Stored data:
──────────
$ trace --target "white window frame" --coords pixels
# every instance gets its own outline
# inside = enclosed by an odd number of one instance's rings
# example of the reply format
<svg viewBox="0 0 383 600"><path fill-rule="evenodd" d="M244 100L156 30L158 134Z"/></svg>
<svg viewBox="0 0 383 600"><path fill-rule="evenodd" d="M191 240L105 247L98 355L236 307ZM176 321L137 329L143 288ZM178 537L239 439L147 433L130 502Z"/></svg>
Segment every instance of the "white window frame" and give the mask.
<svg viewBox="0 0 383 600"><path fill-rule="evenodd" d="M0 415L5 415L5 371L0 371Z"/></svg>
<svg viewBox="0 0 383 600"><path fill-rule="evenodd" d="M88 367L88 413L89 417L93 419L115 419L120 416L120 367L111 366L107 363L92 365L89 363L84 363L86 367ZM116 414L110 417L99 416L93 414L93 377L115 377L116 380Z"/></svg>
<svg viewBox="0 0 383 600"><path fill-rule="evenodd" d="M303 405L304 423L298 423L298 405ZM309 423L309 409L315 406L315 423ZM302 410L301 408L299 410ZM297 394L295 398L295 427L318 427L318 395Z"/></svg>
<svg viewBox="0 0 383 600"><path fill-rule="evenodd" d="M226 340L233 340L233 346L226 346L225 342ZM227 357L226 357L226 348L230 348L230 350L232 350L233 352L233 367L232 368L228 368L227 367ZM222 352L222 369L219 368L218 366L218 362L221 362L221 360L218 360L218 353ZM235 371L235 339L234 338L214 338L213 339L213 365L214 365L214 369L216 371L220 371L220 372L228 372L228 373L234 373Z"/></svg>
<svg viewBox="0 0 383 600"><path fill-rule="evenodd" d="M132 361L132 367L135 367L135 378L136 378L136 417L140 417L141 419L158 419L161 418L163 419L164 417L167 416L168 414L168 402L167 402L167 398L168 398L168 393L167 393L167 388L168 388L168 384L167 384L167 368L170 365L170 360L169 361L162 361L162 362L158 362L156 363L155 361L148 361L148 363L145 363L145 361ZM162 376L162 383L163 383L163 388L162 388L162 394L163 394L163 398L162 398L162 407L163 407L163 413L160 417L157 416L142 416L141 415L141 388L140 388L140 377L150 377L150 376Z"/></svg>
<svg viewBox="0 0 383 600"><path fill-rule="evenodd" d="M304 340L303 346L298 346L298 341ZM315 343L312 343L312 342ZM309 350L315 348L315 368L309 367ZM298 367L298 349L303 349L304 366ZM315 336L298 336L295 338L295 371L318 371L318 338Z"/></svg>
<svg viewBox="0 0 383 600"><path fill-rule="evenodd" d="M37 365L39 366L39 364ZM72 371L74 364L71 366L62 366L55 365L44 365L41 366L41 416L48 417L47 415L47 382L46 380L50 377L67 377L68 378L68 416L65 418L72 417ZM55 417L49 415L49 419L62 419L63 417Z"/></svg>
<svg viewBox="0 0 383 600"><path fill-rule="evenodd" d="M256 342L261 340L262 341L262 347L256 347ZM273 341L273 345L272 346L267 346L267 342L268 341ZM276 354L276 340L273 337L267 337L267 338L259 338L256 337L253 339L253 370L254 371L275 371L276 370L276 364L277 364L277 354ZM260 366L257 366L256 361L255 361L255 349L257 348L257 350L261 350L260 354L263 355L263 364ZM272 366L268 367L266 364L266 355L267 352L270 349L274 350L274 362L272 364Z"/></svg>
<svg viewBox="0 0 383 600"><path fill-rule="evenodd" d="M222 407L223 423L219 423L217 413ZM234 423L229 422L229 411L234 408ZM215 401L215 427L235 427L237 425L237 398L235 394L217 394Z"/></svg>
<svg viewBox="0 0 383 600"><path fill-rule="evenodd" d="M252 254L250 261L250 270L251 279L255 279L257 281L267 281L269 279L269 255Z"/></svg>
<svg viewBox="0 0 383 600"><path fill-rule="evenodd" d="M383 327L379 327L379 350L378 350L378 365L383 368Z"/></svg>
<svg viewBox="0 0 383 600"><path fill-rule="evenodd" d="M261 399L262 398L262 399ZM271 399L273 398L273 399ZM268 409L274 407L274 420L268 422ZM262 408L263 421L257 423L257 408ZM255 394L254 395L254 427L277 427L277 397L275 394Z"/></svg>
──────────
▶ [Exercise]: Could you reproduce all of the entries exactly as they appear?

▶ [Written reply]:
$ trace --target "white window frame" --coords pixels
# every instance gets its own outline
# inside = enclosed by an odd number of one instance's rings
# example of the reply format
<svg viewBox="0 0 383 600"><path fill-rule="evenodd" d="M244 100L156 30L158 134Z"/></svg>
<svg viewBox="0 0 383 600"><path fill-rule="evenodd" d="M191 240L105 247L98 355L236 307ZM176 321L137 329L143 288ZM178 537L239 439L147 433L130 502Z"/></svg>
Segment every instance of the "white window frame" and give the mask.
<svg viewBox="0 0 383 600"><path fill-rule="evenodd" d="M0 415L5 415L5 371L0 371Z"/></svg>
<svg viewBox="0 0 383 600"><path fill-rule="evenodd" d="M88 367L88 413L89 417L93 419L115 419L120 416L120 367L111 366L107 363L92 365L89 363L84 363L86 367ZM116 414L110 417L99 416L93 414L93 377L115 377L116 380Z"/></svg>
<svg viewBox="0 0 383 600"><path fill-rule="evenodd" d="M303 405L304 423L298 423L298 405ZM309 423L309 409L315 406L315 423ZM302 410L301 408L299 410ZM297 394L295 398L295 427L318 427L318 395Z"/></svg>
<svg viewBox="0 0 383 600"><path fill-rule="evenodd" d="M226 340L233 340L233 346L226 346L225 342ZM227 357L226 357L226 348L230 348L230 350L232 350L233 352L233 367L232 368L228 368L227 367ZM222 352L222 369L219 368L218 366L218 362L221 362L221 360L218 360L218 353ZM235 371L235 339L234 338L214 338L213 339L213 365L214 365L214 369L216 371L220 371L220 372L228 372L228 373L234 373Z"/></svg>
<svg viewBox="0 0 383 600"><path fill-rule="evenodd" d="M132 361L132 367L135 367L135 378L136 378L136 417L140 417L141 419L158 419L161 418L163 419L164 417L167 416L168 414L168 402L167 402L167 398L168 398L168 393L167 393L167 388L168 388L168 384L167 384L167 368L170 365L170 360L169 361L162 361L162 362L158 362L156 363L155 361L148 361L148 363L145 363L145 361ZM162 376L162 383L163 383L163 388L162 388L162 394L163 394L163 398L162 398L162 407L163 407L163 413L160 417L157 416L142 416L141 415L141 388L140 388L140 377L150 377L150 376Z"/></svg>
<svg viewBox="0 0 383 600"><path fill-rule="evenodd" d="M304 340L303 346L298 346L298 341ZM315 343L312 343L312 342ZM309 350L315 348L315 368L309 367ZM298 367L298 349L303 349L304 366ZM315 336L298 336L295 338L295 371L318 371L318 338Z"/></svg>
<svg viewBox="0 0 383 600"><path fill-rule="evenodd" d="M37 365L39 366L39 364ZM72 371L74 364L71 366L62 366L55 365L44 365L41 366L41 416L48 417L47 415L47 382L46 380L50 377L67 377L68 378L68 416L65 418L72 417ZM55 417L49 415L49 419L62 419L63 417Z"/></svg>
<svg viewBox="0 0 383 600"><path fill-rule="evenodd" d="M256 342L261 340L262 341L262 347L256 347ZM273 341L273 345L272 346L267 346L267 342L268 341ZM276 354L276 340L273 337L267 337L267 338L259 338L256 337L253 339L253 370L254 371L275 371L276 370L276 364L277 364L277 354ZM260 366L257 366L256 361L255 361L255 349L257 348L257 350L261 350L260 354L263 355L263 364ZM272 366L268 367L266 364L266 355L267 352L270 349L274 350L274 362L272 364Z"/></svg>
<svg viewBox="0 0 383 600"><path fill-rule="evenodd" d="M222 407L223 423L219 423L217 413ZM234 423L229 422L229 411L234 408ZM215 401L215 427L235 427L237 425L237 398L235 394L217 394Z"/></svg>
<svg viewBox="0 0 383 600"><path fill-rule="evenodd" d="M252 254L250 261L250 270L251 279L255 279L257 281L267 281L269 279L269 255Z"/></svg>
<svg viewBox="0 0 383 600"><path fill-rule="evenodd" d="M383 327L379 327L379 350L378 350L378 365L383 368Z"/></svg>
<svg viewBox="0 0 383 600"><path fill-rule="evenodd" d="M261 399L262 398L262 399ZM271 399L273 398L273 399ZM268 409L274 407L274 420L268 422ZM262 408L263 421L257 423L257 408ZM255 394L254 395L254 427L277 427L277 397L275 394Z"/></svg>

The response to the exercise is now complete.